**** DATA EXTRACT ****
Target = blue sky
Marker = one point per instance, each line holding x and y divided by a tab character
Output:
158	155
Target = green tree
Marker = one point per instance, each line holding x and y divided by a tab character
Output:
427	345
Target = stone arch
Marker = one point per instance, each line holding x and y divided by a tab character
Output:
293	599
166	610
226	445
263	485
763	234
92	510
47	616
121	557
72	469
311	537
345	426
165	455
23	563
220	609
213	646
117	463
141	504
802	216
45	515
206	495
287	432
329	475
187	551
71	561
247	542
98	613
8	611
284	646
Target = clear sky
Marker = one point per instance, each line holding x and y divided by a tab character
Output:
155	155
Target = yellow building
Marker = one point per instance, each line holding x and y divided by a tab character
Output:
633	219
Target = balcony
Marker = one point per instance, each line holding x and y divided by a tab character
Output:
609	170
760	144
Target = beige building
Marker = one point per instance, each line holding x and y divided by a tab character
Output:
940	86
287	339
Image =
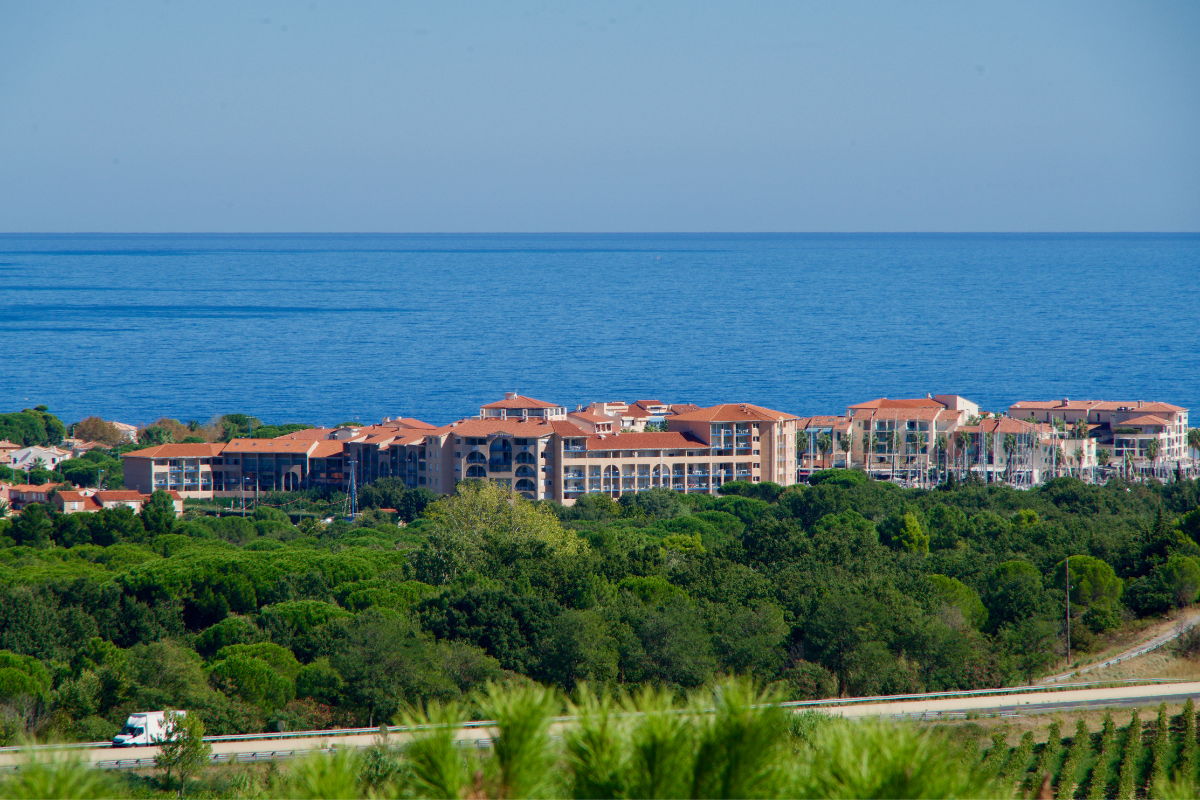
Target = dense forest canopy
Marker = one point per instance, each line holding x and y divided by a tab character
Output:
845	585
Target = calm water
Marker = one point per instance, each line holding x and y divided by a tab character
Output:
323	328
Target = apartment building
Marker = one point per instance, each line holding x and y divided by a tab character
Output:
183	468
1122	427
23	494
837	431
898	438
563	461
516	407
90	500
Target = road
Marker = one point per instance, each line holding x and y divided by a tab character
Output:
479	734
1175	632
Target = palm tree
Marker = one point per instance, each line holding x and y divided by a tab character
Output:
921	451
1152	451
943	444
961	439
825	444
1009	446
1194	440
893	444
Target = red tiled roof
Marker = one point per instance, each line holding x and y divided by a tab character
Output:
183	451
733	413
1145	420
412	422
490	426
121	495
569	429
328	449
912	413
589	416
652	440
307	433
269	445
33	487
1051	405
87	501
1132	405
520	402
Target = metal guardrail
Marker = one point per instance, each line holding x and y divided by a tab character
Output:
283	751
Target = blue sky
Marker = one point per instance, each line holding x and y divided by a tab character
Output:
450	116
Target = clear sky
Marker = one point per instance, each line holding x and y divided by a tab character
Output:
550	116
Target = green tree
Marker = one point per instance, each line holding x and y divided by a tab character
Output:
159	513
184	750
33	527
487	528
96	429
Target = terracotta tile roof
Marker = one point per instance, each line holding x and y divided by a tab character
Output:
569	429
514	427
328	449
412	422
822	421
24	488
85	500
652	440
184	451
1132	405
916	413
307	433
1005	425
883	402
269	445
1145	420
733	413
1054	405
589	416
520	402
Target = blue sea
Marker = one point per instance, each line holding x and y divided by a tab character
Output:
324	328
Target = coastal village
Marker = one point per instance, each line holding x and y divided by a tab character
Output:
546	452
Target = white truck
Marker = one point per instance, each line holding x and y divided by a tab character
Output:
144	728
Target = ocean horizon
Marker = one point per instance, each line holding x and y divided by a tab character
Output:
323	328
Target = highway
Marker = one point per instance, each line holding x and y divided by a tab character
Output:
1179	630
1020	701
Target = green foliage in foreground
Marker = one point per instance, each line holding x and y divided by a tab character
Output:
843	587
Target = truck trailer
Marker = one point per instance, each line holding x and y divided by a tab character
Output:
144	728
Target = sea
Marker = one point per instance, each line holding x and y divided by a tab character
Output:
328	328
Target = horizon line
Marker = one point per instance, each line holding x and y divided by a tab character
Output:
595	233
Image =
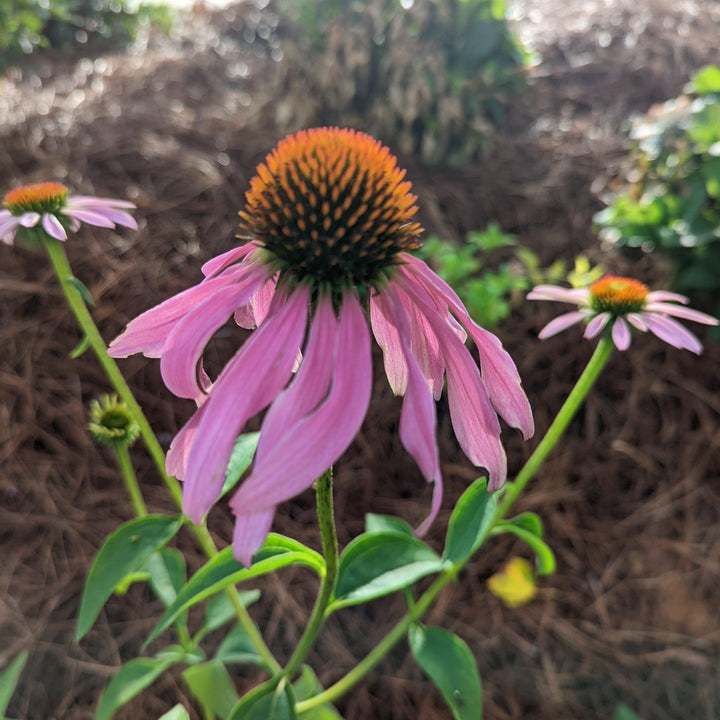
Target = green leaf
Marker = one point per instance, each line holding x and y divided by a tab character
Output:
705	81
177	713
470	522
211	685
240	460
545	558
131	679
223	570
220	610
377	564
273	700
623	712
9	678
125	551
166	574
80	348
237	648
527	521
82	290
307	686
386	523
448	662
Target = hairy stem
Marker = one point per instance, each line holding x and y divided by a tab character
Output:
567	412
326	519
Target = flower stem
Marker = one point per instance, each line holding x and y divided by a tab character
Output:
557	428
128	475
416	611
59	259
326	519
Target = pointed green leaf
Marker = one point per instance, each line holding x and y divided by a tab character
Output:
377	564
9	679
166	573
386	523
545	558
470	522
271	701
131	679
210	683
448	662
82	290
529	521
307	686
223	570
177	713
237	648
220	610
125	551
240	460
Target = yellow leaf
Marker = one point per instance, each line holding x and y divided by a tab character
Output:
514	584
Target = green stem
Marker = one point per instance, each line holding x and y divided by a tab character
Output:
557	428
415	612
59	259
128	475
326	519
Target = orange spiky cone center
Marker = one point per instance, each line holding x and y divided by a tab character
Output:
332	208
38	197
618	295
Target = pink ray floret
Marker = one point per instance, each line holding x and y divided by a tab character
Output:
54	209
621	304
313	286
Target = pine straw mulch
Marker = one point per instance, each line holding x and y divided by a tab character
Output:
631	500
****
#### AIM OF THE TASK
Look above for the line that holds "Target = hairy stem", then copy it and each line after it exactly, through the last line of the data.

#### SOLUTION TO THE EXERCISE
Target = hairy stem
Marker = one point per instance, each line holding x and y divided by a tab character
Output:
567	412
326	519
Target = flower stem
Marker = one point per instance, each line holding x and y divided by a tab character
Output:
557	428
128	475
416	611
59	259
326	519
Target = pointed green leaf
Marker = one point per instance, each line holding x and y divided by a tab character
Output:
377	564
9	679
166	573
386	523
545	558
470	522
271	701
131	679
210	683
448	662
82	290
529	521
307	686
223	570
177	713
237	648
220	610
125	551
240	460
Target = yellow leaf
Marker = one point per instance, each line holding x and y divided by a tab character
Output:
514	584
Target = green stem
Marker = one point per instance, each line holding x and y divided by a tab character
Output:
557	428
415	612
59	259
128	475
326	519
Target = orange spiky cone center
Marker = one point per instance, each line holding x and y divided by a tab character
Output:
332	208
38	197
618	295
Target = pink ray floret
Marker = one point per instance, each line holding x and y divided by a tab character
Output:
54	209
621	304
313	286
Target = pine straw mulch
Marker = one point per instance, each line holding x and y divided by a tab character
Output:
631	500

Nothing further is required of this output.